__SET PROBLEM__: Rewrite the lines from the line with "Can you tell me where the rear" up to and including the line with "[217,242,229,258]", replacing "blue" with "navy" and leaving everything else unchanged.

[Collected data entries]

________

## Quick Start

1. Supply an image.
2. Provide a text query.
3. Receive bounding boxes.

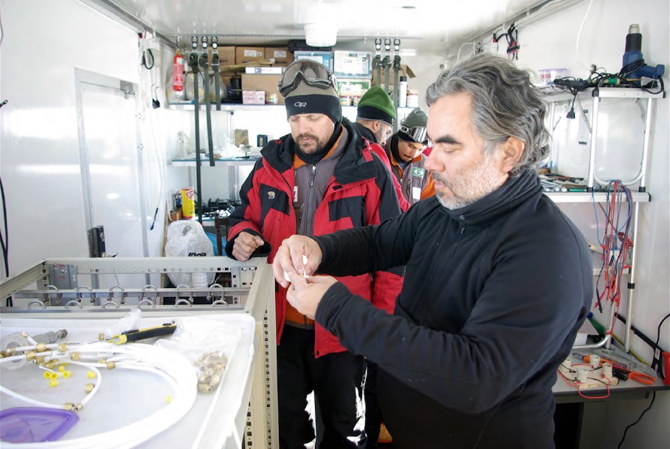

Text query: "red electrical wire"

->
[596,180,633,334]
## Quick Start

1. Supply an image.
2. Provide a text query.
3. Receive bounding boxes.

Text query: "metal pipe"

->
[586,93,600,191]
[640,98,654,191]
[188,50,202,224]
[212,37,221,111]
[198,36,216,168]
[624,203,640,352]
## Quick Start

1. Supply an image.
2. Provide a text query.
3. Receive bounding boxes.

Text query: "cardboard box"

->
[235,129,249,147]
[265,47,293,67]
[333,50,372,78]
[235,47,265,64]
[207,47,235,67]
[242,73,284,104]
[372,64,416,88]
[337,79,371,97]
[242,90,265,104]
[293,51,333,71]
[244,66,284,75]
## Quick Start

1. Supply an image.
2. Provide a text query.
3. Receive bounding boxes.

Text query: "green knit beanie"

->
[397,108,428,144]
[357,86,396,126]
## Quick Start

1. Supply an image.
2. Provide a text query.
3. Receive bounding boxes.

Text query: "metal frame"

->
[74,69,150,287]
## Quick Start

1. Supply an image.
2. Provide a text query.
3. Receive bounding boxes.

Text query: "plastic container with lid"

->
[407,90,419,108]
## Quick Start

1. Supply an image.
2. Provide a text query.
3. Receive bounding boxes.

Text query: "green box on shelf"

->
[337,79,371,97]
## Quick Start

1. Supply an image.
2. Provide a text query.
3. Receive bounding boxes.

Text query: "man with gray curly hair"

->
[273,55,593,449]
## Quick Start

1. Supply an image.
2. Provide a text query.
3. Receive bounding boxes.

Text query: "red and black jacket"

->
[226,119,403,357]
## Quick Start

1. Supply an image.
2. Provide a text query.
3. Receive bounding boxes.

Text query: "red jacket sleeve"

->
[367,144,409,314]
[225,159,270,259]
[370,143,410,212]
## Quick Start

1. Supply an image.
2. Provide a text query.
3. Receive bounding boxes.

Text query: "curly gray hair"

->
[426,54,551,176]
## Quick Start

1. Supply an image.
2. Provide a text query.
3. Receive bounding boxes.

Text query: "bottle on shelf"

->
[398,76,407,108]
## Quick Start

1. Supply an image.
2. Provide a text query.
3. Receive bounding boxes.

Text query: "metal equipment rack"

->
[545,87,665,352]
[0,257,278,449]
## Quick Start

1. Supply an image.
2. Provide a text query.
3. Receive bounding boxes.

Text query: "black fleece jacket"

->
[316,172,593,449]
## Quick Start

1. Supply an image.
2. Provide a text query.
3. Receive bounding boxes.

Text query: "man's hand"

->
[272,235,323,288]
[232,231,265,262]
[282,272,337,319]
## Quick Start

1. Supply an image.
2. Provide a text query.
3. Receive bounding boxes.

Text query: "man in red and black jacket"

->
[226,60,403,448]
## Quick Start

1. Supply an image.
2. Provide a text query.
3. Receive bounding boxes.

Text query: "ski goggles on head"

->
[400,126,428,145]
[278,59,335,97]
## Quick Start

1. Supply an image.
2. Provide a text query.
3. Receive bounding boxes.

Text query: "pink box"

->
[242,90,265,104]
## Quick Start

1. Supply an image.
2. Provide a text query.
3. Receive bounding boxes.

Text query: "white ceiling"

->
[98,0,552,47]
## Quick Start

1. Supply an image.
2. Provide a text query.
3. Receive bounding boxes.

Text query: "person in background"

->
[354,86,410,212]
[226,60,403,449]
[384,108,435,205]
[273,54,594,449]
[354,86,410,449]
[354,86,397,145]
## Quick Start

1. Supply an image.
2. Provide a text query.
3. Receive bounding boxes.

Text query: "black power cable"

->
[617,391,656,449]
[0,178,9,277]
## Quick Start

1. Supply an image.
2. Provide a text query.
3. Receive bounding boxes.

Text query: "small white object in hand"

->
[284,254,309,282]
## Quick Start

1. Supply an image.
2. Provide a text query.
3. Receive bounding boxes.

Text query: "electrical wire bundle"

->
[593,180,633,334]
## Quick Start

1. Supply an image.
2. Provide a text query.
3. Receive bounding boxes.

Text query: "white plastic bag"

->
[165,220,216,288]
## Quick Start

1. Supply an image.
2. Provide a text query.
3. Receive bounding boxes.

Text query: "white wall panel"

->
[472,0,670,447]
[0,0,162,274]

________

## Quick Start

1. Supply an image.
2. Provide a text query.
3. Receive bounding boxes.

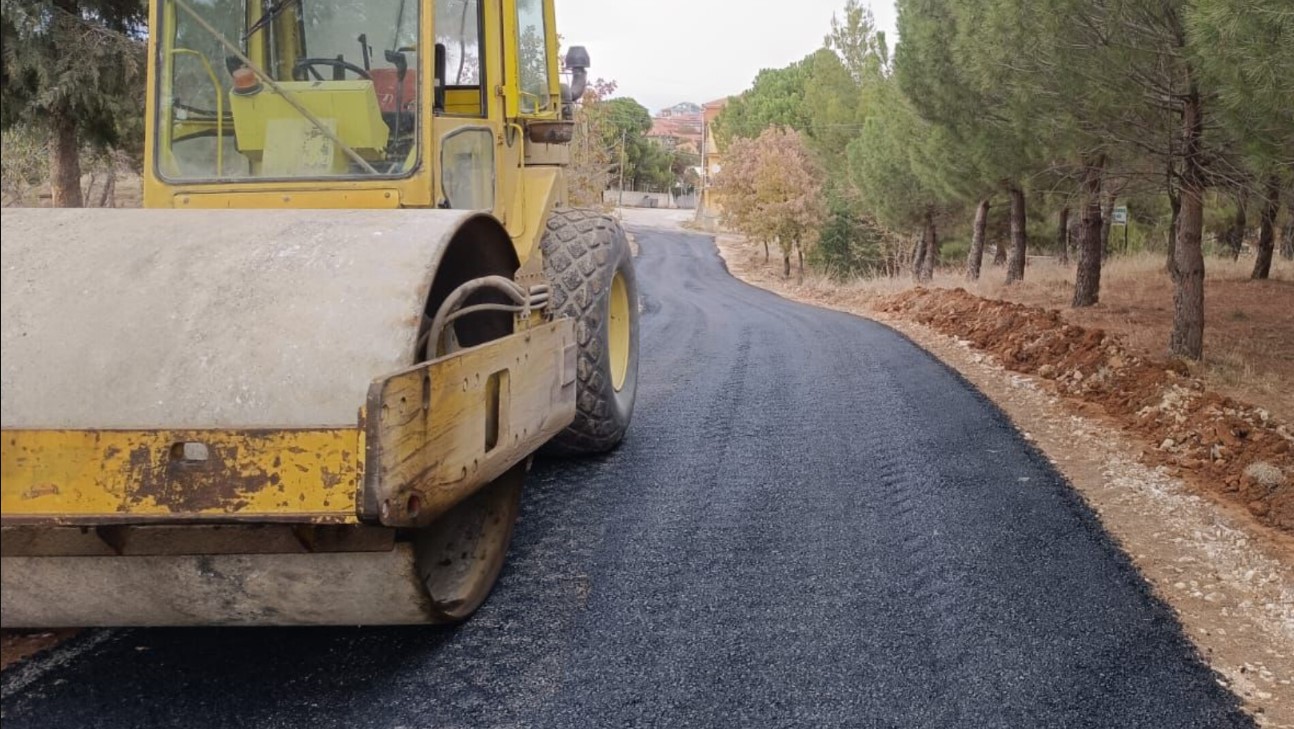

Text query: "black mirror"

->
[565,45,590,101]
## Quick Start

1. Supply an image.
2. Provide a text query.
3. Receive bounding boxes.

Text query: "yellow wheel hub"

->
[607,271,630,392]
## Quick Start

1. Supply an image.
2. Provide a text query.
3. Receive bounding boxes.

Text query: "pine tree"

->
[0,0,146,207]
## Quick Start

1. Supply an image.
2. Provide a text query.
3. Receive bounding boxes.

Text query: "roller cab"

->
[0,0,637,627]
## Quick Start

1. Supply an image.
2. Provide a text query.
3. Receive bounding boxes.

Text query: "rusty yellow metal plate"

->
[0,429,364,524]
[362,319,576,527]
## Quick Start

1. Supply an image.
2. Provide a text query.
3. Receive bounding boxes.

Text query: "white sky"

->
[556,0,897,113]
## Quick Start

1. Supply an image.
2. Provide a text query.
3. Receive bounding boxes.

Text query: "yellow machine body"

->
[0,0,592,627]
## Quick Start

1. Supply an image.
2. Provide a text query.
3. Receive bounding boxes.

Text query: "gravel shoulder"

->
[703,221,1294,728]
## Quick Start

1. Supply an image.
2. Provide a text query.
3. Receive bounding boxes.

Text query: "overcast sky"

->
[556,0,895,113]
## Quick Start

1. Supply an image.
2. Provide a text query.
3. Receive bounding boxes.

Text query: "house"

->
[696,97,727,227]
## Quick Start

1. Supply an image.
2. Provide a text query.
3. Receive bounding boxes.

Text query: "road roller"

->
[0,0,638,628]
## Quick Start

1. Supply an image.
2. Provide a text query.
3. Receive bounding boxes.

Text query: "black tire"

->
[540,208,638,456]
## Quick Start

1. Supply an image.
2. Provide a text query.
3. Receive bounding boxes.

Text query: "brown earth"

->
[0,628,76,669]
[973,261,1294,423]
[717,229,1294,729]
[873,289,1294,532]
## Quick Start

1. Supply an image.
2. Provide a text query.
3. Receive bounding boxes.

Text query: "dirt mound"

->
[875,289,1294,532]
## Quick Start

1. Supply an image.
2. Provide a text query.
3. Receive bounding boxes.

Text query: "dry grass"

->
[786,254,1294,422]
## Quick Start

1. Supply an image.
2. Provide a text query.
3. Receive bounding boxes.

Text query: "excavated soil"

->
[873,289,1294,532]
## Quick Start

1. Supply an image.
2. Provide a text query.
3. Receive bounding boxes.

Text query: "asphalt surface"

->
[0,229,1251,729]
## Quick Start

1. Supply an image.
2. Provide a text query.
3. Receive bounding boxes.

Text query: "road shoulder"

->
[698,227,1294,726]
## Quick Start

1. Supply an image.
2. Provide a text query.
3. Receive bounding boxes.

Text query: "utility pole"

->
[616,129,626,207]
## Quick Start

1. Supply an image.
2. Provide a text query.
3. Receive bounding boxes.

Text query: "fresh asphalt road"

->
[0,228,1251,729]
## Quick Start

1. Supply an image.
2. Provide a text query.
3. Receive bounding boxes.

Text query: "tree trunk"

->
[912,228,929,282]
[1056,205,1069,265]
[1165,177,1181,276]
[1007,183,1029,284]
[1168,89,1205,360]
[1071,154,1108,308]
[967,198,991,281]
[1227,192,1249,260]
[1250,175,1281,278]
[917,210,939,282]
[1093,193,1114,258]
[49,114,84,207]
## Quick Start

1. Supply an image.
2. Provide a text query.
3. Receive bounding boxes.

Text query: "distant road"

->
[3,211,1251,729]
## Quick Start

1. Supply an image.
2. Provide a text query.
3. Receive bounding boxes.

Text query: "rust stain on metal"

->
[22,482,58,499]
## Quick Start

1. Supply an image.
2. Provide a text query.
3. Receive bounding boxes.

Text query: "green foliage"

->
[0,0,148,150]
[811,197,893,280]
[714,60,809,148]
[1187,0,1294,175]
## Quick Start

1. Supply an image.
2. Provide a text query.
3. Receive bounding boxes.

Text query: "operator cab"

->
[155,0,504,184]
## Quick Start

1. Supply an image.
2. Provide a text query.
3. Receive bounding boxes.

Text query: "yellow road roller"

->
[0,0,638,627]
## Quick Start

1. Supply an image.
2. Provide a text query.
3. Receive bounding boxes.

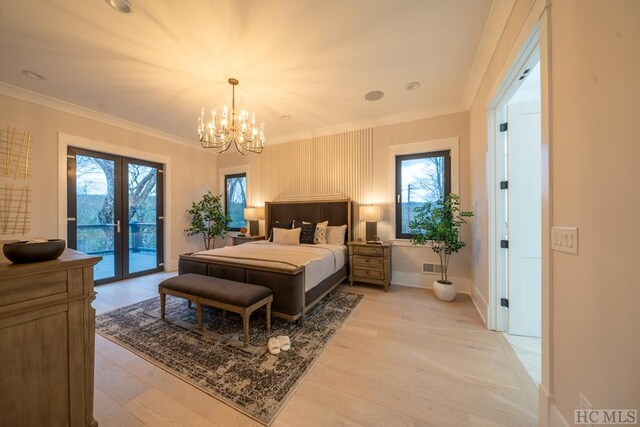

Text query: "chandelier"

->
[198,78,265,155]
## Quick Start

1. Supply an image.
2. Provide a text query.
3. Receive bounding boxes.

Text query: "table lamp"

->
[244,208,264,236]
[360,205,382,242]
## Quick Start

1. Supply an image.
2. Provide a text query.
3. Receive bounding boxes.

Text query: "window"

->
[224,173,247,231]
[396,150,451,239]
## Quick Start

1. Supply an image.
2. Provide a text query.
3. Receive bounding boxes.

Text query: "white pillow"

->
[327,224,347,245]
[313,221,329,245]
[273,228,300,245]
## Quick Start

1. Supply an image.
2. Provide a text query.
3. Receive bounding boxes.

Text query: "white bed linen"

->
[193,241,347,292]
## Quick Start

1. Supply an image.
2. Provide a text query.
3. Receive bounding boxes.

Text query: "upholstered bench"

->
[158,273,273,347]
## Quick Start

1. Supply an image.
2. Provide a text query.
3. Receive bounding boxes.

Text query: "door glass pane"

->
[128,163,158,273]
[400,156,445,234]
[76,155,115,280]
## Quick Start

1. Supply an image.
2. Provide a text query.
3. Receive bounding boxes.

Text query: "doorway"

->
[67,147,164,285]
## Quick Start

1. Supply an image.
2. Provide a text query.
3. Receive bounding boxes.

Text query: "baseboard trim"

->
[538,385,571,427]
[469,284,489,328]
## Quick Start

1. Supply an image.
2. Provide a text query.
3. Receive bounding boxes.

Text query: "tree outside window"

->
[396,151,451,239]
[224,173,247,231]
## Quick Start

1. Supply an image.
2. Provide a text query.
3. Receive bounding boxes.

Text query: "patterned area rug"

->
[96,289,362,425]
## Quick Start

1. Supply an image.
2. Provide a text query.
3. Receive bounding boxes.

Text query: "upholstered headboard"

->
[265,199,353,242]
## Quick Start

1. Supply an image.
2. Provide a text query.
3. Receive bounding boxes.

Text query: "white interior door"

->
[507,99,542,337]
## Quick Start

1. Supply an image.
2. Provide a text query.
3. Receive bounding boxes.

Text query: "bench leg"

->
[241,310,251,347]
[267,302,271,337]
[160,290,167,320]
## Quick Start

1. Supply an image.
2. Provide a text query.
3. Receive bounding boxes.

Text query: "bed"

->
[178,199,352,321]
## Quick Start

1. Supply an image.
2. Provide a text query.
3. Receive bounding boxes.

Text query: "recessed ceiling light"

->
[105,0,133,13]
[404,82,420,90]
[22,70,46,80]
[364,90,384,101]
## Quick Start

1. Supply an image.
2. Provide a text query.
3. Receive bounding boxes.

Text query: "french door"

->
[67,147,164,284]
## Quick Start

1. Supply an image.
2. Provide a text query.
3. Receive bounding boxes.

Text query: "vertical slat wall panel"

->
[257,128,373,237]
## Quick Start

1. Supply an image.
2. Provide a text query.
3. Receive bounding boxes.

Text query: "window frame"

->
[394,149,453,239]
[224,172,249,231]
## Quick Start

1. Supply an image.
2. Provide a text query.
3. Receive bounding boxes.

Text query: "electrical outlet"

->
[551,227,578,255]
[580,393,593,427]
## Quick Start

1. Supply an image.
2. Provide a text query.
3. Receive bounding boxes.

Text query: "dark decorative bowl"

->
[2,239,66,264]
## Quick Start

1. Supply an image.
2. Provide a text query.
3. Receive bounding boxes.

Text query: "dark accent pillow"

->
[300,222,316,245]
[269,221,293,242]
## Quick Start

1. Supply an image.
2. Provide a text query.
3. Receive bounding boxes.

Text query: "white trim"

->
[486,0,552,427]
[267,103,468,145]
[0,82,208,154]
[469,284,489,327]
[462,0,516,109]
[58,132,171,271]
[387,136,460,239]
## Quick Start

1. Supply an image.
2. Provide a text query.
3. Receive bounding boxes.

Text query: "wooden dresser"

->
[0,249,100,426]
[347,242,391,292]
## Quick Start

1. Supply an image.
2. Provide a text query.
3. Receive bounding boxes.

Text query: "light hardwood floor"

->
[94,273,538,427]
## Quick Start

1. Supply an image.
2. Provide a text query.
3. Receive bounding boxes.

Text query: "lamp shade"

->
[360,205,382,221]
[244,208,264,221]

________

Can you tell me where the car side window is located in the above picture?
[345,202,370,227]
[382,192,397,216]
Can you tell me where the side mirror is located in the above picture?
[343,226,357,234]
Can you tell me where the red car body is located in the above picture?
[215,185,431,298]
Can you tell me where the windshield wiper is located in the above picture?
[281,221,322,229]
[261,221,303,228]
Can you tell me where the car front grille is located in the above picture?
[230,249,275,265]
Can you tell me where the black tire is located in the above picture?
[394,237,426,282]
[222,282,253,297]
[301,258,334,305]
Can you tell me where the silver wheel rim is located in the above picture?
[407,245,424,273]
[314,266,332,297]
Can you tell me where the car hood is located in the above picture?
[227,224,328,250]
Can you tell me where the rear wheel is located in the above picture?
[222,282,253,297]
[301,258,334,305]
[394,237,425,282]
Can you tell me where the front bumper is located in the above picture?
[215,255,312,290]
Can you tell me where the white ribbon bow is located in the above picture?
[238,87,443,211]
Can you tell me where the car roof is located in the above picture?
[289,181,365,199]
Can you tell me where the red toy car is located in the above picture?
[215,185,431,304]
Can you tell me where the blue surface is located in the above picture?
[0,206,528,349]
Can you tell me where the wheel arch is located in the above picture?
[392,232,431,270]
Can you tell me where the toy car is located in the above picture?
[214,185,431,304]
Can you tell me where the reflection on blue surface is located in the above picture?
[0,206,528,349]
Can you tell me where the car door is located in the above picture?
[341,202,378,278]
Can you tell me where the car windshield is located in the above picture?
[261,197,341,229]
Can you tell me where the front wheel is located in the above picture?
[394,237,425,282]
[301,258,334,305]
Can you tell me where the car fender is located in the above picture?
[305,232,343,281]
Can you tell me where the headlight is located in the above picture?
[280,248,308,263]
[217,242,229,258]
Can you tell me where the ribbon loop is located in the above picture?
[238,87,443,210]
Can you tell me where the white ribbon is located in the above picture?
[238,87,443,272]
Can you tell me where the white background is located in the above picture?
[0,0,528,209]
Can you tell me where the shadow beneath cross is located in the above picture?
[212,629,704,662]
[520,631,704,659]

________

__EXPECTED OUTPUT__:
Can you tell me where the rear wheel is located in the above picture?
[222,282,253,297]
[301,258,334,305]
[394,237,425,282]
Can you tell me where the front bumper is located in the above picture?
[215,255,312,290]
Can you tell me where the white ribbon bow is located in the above picture?
[238,87,443,211]
Can you tell me where the car roof is located in the above picture?
[289,181,365,199]
Can you tell me where the red toy car is located in the above picture?
[215,185,431,304]
Can you tell me where the navy surface is located in the above picture?
[0,206,528,349]
Can you tell me where the wheel arch is located in the above picture?
[392,232,431,270]
Can you tell me where the toy car is located in the above picture?
[214,185,431,304]
Can you tell me where the reflection on navy surface is located in the above picture?
[0,206,528,349]
Can you tell me where the car door is located in the above picture?
[341,202,378,278]
Can you tell me where the car windshield is located in the above picture?
[261,197,341,229]
Can you tell me where the front wheel is located in the above picture?
[394,237,425,282]
[301,258,334,305]
Can you tell me where the car fender is located in the above picture?
[305,232,343,281]
Can you tell me where the headlight is located in the above picture?
[280,248,308,263]
[217,242,229,258]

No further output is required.